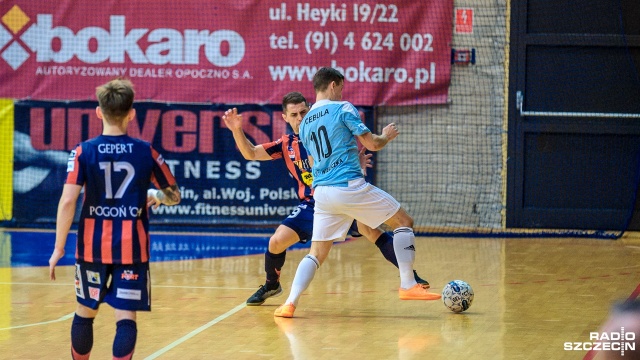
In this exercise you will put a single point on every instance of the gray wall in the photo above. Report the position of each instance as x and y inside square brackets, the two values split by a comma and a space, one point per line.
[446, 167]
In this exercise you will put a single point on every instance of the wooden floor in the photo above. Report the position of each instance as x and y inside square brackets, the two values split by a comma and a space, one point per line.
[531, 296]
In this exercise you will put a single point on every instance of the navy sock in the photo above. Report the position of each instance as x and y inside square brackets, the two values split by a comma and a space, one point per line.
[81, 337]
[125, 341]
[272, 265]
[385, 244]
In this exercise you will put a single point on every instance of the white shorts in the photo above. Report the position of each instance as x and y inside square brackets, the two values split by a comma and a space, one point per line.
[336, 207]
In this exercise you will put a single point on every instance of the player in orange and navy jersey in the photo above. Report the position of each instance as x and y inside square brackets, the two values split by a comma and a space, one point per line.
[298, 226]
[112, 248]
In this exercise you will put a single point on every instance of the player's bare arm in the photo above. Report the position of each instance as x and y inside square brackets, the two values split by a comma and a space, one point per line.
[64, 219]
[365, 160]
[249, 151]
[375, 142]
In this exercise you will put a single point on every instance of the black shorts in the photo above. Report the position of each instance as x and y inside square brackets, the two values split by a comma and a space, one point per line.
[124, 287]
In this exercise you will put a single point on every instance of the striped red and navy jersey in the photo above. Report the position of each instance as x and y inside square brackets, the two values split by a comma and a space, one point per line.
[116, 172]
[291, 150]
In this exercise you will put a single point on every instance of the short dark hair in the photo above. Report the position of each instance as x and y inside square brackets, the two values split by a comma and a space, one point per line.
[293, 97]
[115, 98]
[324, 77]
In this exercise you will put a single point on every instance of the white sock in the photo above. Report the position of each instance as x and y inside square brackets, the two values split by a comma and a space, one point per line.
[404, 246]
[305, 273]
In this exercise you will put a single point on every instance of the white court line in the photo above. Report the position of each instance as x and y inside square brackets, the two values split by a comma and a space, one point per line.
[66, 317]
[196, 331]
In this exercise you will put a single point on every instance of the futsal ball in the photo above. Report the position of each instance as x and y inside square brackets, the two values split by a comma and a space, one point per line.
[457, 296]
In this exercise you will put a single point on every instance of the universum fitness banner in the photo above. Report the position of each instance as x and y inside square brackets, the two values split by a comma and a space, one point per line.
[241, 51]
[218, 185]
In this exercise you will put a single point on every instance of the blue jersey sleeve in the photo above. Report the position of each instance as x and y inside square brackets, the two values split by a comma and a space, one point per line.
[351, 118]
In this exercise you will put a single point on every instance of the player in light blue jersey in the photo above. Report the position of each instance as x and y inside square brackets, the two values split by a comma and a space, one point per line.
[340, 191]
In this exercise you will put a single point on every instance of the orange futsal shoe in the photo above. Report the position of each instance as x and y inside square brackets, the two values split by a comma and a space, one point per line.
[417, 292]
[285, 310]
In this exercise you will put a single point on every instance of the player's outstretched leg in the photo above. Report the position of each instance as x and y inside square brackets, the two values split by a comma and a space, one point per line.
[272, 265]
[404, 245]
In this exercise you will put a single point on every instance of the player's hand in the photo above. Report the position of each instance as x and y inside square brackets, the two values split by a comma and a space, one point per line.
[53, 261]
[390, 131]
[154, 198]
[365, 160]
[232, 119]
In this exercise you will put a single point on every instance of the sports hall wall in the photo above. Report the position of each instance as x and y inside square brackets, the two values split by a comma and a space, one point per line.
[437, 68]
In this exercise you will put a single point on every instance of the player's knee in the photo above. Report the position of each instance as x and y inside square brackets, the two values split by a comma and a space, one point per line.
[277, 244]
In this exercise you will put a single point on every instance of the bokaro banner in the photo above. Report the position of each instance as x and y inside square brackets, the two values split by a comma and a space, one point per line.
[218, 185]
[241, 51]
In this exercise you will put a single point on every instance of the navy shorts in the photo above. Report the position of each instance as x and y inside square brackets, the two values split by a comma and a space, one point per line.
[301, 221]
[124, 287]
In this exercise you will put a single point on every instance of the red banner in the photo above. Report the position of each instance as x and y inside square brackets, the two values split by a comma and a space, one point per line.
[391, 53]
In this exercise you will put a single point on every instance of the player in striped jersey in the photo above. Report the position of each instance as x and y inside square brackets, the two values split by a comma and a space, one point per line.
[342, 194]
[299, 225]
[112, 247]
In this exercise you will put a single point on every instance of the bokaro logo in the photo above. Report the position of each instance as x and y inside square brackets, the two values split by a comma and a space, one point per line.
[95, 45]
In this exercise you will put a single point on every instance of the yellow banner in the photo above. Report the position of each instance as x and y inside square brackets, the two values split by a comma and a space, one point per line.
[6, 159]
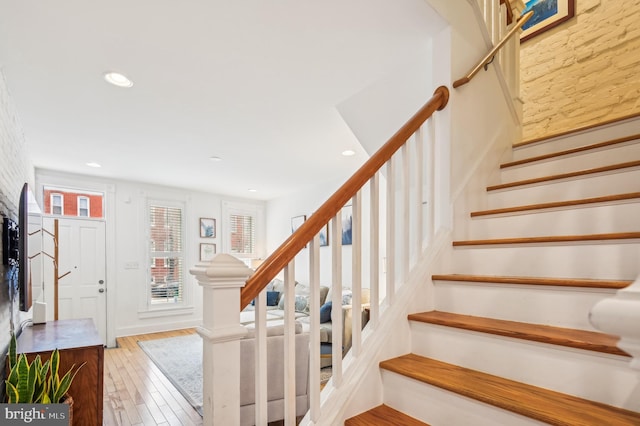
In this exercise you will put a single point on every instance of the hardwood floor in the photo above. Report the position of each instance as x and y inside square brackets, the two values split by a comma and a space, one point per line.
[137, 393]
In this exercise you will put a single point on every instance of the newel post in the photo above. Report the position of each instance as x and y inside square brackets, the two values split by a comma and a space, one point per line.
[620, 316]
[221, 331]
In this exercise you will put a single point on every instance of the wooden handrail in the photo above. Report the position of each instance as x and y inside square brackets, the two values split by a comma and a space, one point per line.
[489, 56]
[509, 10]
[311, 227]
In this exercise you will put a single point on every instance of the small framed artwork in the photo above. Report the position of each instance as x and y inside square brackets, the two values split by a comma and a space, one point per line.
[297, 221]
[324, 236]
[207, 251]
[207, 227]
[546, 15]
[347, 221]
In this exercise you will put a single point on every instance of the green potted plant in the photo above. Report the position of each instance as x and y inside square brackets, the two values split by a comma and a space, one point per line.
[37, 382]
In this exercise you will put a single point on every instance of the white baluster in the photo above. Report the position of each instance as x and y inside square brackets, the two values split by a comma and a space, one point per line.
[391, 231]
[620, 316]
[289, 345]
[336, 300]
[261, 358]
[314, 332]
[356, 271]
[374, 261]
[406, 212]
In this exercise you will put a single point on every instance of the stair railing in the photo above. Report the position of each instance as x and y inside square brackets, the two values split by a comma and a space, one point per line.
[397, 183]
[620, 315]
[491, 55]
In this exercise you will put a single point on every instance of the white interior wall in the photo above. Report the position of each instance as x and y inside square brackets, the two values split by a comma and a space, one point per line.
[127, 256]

□ □ □

Every record should be duplicated exactly, though any picture in it must be left out.

Exercise output
In this exercise you will put a single point on every instance of the gray wall in the photo above. Report the position of each instance as x and y inside square brackets, the two values split by a comma and a space, one point per line.
[446, 167]
In this exercise you will put a single point on every instance of the wooden floor in the photo above. Report the position of each instance as x and y inside square brackets, the two values split by a comma and a space, one point per line.
[531, 296]
In this exercise you will put a single point on every instance of the navy sock in the photo above. Report the position of each instance as x and y inside square brackets, the two values split by a comma and a space, one point per line.
[81, 337]
[125, 341]
[272, 265]
[385, 244]
In this exercise you will put a single point on every instance of the white shorts in the photo above. Report the position of each instance as x and y inside square brackets, the two values split by a comma and a space, one point per line.
[336, 207]
In this exercise you will put a single point on every instance of the player in orange and navy jersey in the photo above. Report the position of each instance as x and y inside square brackets, the two values split by a comma and a space, one point per line.
[298, 226]
[112, 248]
In this exercise you will put a single point on every instance of the player's bare arm in the photo above. Report the position of each instance as x and y inside square brackets, the two values split by a comma and a space, one point per line.
[64, 219]
[365, 160]
[249, 151]
[375, 142]
In this exercise you will put a single point on every instance of the black shorts in the photo above. Report the position of each instance as x and y inside square brackets, the two values split by a comma and a space, one point per line.
[124, 287]
In this exercise you will put a single point on every instance of the striped red and navy jersey in the photo above. Report the position of each instance as x and y inside square brackets, the two values split by a comma and a space, one point per line.
[116, 172]
[291, 150]
In this exercise you will put a single point on every instance of the short dark hair in the photo above. Report the position of each instance as x and y inside square brackets, the two values split by a comma and a space, one point per line.
[293, 97]
[115, 98]
[324, 77]
In this exercise you will put a single point on every instance of the white sock in the photo above. Report the position of each instance as x and y inside square brackets, the two values split by a comma and a space, one point per line.
[404, 246]
[305, 273]
In this exercise you will put a single point on every instance of the white court line in the photo above. Report the position of each instance as x and y inside square brackets, the two values split by a comma and a space, one point per line.
[66, 317]
[196, 331]
In this exercise you will put a single point on every instance of the futsal ball in the photo above. Report the position of each instance as x and y inside square brackets, the two values split by a comma and a space, one point per line.
[457, 296]
In this exercise you will put a single point on every instance of the universum fitness banner in the photo above. Report the position of each instance as x and y inside square brackets, the two values split by a comma and a space, one point per line.
[241, 51]
[218, 185]
In this exercise you will put a single point on every instance of the blue jersey sleeve in the photo above. Report the position of each instance as x and y inside square brackets, the two values split by a comma and a space, one point per line.
[351, 118]
In this exercise you will put a single point on every instance of the player in light blue jersey in the photo above. Report the position of each instance as x and y inside square brackets, the two values split by a comma and a space, one point per line.
[340, 191]
In this exercise you will put a single point on every instance of the orange futsal shoe in the photo above. Report the position of each instance as x and y inside square brackets, the two values split by a comma and a space, one point per line.
[417, 292]
[285, 310]
In this exercise you will put a single point on every instance of the player's outstretched leg in the photo above. Report the position of each instance as x and y inside square brackets, the two values split by a comma and a space, one point per line.
[272, 265]
[404, 245]
In this exercise you will put a single point on every instance of the player's hand in the photo above. Report the position of each instance as x and y inside square brackets, the two values split by a comma and a space, one point per line.
[53, 261]
[390, 131]
[154, 198]
[365, 160]
[232, 119]
In this exercise you will put a single point on every instance of the sports hall wall in the photo above. Report the position of each instance as x and y inside square brackets, the two values split by a comma and a space, one point per line.
[437, 68]
In this exercise you will put a single point on every instance of the player's knee in the photo above. Report the position of each instance as x and y inside square brackets, the two values split by a comma and a space, one point per line.
[277, 244]
In this exercise you will put a single point on every instance of the bokaro banner in the photo above. Report the position of each instance as x and y inside square brackets, the two values split by a comma and a space, one point per line.
[218, 185]
[241, 51]
In this exercise you will put a single point on every instance of the navy shorts in the photo above. Report the position of each instance as x and y inside square brackets, the two values split by a comma and a space, one point per line.
[301, 221]
[124, 287]
In this exercise you will put a single point on every instance of the red banner in the photo above. Report the position of each instance as x and y inside square brackets, the two values split by a comma and a space, one point per line.
[391, 53]
In this exercise you will put a single point on every instance of the player in striped jersey in the photo above. Report the position of each instance as x and y inside square brackets, the two values split by a comma and a space, one point per line.
[342, 194]
[299, 225]
[112, 247]
In this exercise you will put a single point on every instance of the bokaro logo in the photo above. Report the position of each instance as x and y inside square brackets, the two values split by a comma and a space, one point per line.
[95, 45]
In this exercise you will put a single point on every instance of the yellow banner in the photo above. Report the position of each instance as x and y inside square brackets, the two values split by a comma and a space, one point per line.
[6, 159]
In this exercise you will put a single point on every instance of the hardwood floor in the photo above. Report the position of each instance as x and y inside square brackets, the two values split by a comma and a space, one point per line.
[137, 393]
In this exercise you will put a single point on every instance of the newel post in the photo above. Report the position of each instance as x and y inside square brackets, the two values split by a comma and a space, one point per line.
[620, 316]
[221, 331]
In this exercise you will put a single point on every instance of the wooden handrail in the photo above. Report the position of each instance as x and y inside square brackets, the two values split by a comma and a space, one point per line.
[489, 56]
[509, 10]
[311, 227]
In this exercise you will put a single point on every instance of the small framed artwork in the photo above. Report the position of each instance as x and y inside square brackets, the two values split by a comma and a space, one point per line.
[297, 221]
[324, 236]
[207, 251]
[207, 227]
[546, 15]
[347, 221]
In this exercise you will put a single point on every instance of the green potted plant in the photo above. Report the position of each instance as x and y inside square brackets, the two values split by a comma and a space, one point per line.
[37, 382]
In this exercise you will put a single point on every instance of the white baluster in the photo above. Report the position of each instance as x and y inside square brackets, the two values split by a comma and a space, one point per line.
[391, 231]
[620, 316]
[289, 345]
[336, 300]
[261, 358]
[314, 332]
[356, 271]
[374, 261]
[406, 212]
In this exercise you will put a single point on every instance of the stair railing in the photo above. Report the position of each instance as x and y inside square brackets, the two values split by a comma and a space, one point per line.
[397, 183]
[620, 315]
[491, 55]
In this exercise you will put a single point on every instance of the white interior wall in the photo above. Report the position of each instance as x and y inside square brackets, the two values split by a comma and a space, one point per line.
[127, 256]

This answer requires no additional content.